+++ Extracted text

Despite the widespread economic displacement from the COVID-19 lockdown, an optimistic case can be made for a rebound in consumer activity over the next few months. The U.S. consumer accounts for approximately two-thirds of economic activity, so a healthy consumer is the engine of the U.S. economy. With the continued phase-in of activity, workers should start returning to their jobs and, as consumers, they should start to spend in more discretionary areas such as travel, entertainment, apparel, and other categories that have been restricted during the lockdown.
First-time unemployment claims for the week of May 23rd decreased to 2.123 million versus 2.466 for May 16th. Continuing Claims for the week of May 16th were 21.052 million, down from 24.192 million for May 9th. The decline in continuing claims for unemployment is a welcome sign that some workers are returning to their jobs. Employment is perhaps the key economic factor for a recovery.
In our Dissecting Headlines section we look at how the COVID-19 induced lockdowns have caused a steep increase in the savings rate. The combination of government stimulus coupled with an inability to spend it has given U.S. consumers a build up of cash that could be deployed when a combination of confidence and ability present themselves as the economy re-opens.
With 489 companies in the S&P 500 finished reported earnings for the first quarter, the consolidated earnings for the quarter should finish down around 12.6% on a revenue decline of 1.4%. The first quarter only saw about one month of COVID impact. Second quarter earnings are currently projected to be down approximately 42.8% on a 12.3% decline in revenue. Second quarter should be the trough in earnings with declining negative impact during the second half of the year. Assuming no return of a COVID-like event, we should see above-average growth in 2021.
Financial Market Update
Dissecting Headlines: Savings Rate
Once a consumer has paid their typical monthly obligations like mortgage, utilities, food and healthcare, the remaining funds can be spent on a discretionary basis for items like travel and entertainment. One impact of the COVID lockdown is that there has been limited ability to spend on these discretionary items. This, in turn, has boosted the Savings Rate.

++++++
+++ Data

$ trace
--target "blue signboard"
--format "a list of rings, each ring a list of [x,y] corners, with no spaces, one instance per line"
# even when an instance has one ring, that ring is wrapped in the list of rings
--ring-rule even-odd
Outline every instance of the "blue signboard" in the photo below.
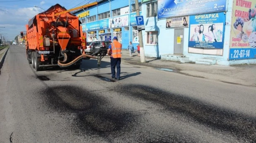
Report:
[[[141,15],[141,12],[140,12],[140,15]],[[136,16],[137,15],[136,12],[130,14],[130,26],[136,26]]]
[[[190,16],[188,47],[223,49],[225,19],[224,12]]]
[[[226,9],[226,0],[158,0],[158,19],[217,12]]]
[[[144,20],[143,16],[136,16],[136,22],[138,26],[144,25]]]
[[[256,58],[256,48],[230,48],[229,60]]]
[[[105,29],[109,28],[109,19],[104,19],[97,21],[82,24],[83,32],[86,31],[94,31],[97,30]]]

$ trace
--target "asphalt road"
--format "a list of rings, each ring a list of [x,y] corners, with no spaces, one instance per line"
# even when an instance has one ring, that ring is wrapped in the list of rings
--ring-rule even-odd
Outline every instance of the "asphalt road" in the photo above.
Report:
[[[256,142],[256,88],[109,59],[35,72],[11,45],[0,75],[1,143]]]

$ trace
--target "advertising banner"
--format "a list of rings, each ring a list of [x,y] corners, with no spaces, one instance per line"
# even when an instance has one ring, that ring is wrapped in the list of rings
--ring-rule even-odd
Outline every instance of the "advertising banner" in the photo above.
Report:
[[[189,47],[223,49],[224,12],[191,16],[189,21]]]
[[[99,21],[83,23],[82,24],[83,32],[92,31],[109,28],[110,27],[109,21],[109,19],[100,20]]]
[[[223,12],[227,7],[226,0],[158,0],[157,2],[158,19]]]
[[[256,1],[234,0],[229,60],[256,58]]]
[[[141,11],[140,12],[140,15],[141,15]],[[137,26],[137,23],[136,23],[136,16],[137,16],[136,12],[132,13],[130,14],[130,26]]]
[[[109,20],[111,28],[117,28],[129,26],[129,15],[112,18]]]
[[[167,28],[176,27],[188,27],[188,16],[175,17],[166,19]]]
[[[105,35],[104,36],[105,37],[105,41],[112,41],[112,39],[111,39],[111,36]]]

++++++

◆ Activity ◆
Quote the passage of the market commentary text from "With 489 companies" up to and including "growth in 2021.", word for word.

◆ The completed task ◆
With 489 companies in the S&P 500 finished reported earnings for the first quarter, the consolidated earnings for the quarter should finish down around 12.6% on a revenue decline of 1.4%. The first quarter only saw about one month of COVID impact. Second quarter earnings are currently projected to be down approximately 42.8% on a 12.3% decline in revenue. Second quarter should be the trough in earnings with declining negative impact during the second half of the year. Assuming no return of a COVID-like event, we should see above-average growth in 2021.